Data for this task below:

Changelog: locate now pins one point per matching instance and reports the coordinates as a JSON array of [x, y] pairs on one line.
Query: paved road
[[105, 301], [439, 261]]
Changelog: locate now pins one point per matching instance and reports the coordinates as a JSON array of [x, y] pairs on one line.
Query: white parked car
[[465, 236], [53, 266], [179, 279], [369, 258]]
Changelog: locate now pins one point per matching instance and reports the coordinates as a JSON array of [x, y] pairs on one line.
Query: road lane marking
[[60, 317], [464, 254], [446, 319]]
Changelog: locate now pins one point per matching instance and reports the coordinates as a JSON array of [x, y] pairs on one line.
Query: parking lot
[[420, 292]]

End of Data for this task.

Aim of the exercise: The line containing "Query: road lane marking" and each line after it through the end of the listing above must be printed exactly, with nothing added.

Exercise response:
Query: road lane marking
[[60, 317], [464, 254], [446, 319]]
Changelog: locate now pins one point per matching instance and reports the coordinates as a JSON array of [x, y] pairs on one line.
Query: parking lot
[[420, 292]]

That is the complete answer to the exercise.